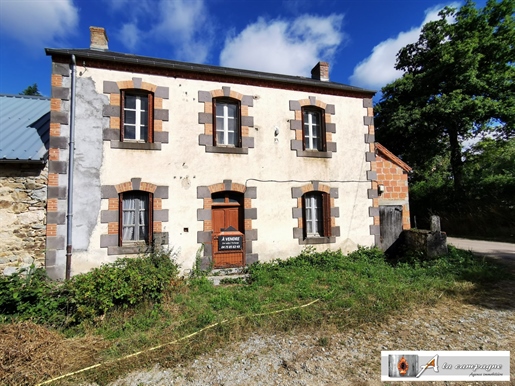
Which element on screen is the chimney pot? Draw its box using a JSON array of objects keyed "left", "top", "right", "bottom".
[
  {"left": 89, "top": 27, "right": 109, "bottom": 51},
  {"left": 311, "top": 62, "right": 329, "bottom": 82}
]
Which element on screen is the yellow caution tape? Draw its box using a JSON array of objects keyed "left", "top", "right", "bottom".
[{"left": 36, "top": 299, "right": 320, "bottom": 386}]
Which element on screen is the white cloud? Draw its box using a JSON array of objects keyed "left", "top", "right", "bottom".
[
  {"left": 112, "top": 0, "right": 211, "bottom": 63},
  {"left": 152, "top": 0, "right": 210, "bottom": 63},
  {"left": 116, "top": 23, "right": 143, "bottom": 52},
  {"left": 220, "top": 14, "right": 345, "bottom": 76},
  {"left": 349, "top": 3, "right": 459, "bottom": 89},
  {"left": 0, "top": 0, "right": 79, "bottom": 48}
]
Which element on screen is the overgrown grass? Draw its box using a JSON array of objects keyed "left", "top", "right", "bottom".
[{"left": 0, "top": 247, "right": 507, "bottom": 384}]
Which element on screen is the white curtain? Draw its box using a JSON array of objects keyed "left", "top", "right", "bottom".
[{"left": 122, "top": 195, "right": 136, "bottom": 240}]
*-*-*
_DO THIS_. Reproduce all of the records above verbatim, omitting the picture.

_ANSWER TO THE PROBLEM_.
Which element on screen is the chimney pot? Draw its box using a JSON array of objects keyed "left", "top", "right", "bottom".
[
  {"left": 89, "top": 27, "right": 109, "bottom": 51},
  {"left": 311, "top": 62, "right": 329, "bottom": 82}
]
Which element on screen is the yellow caution tape? Draw its box using a JSON array of objects keyed "left", "top", "right", "bottom".
[{"left": 36, "top": 299, "right": 320, "bottom": 386}]
Which element on screen is the white cloud? Draw its box using a JSON array of objects keyed "left", "top", "right", "bottom".
[
  {"left": 112, "top": 0, "right": 211, "bottom": 63},
  {"left": 152, "top": 0, "right": 210, "bottom": 63},
  {"left": 116, "top": 23, "right": 143, "bottom": 52},
  {"left": 220, "top": 14, "right": 345, "bottom": 76},
  {"left": 349, "top": 3, "right": 459, "bottom": 89},
  {"left": 0, "top": 0, "right": 79, "bottom": 48}
]
Which element on screen is the overgrown grass? Draw its box using a JSON array of objects keyed "left", "top", "right", "bottom".
[{"left": 0, "top": 247, "right": 507, "bottom": 384}]
Which element on screen is the white curtain? Draw its box using a JSON array of objects keyed "left", "top", "right", "bottom".
[{"left": 122, "top": 195, "right": 136, "bottom": 240}]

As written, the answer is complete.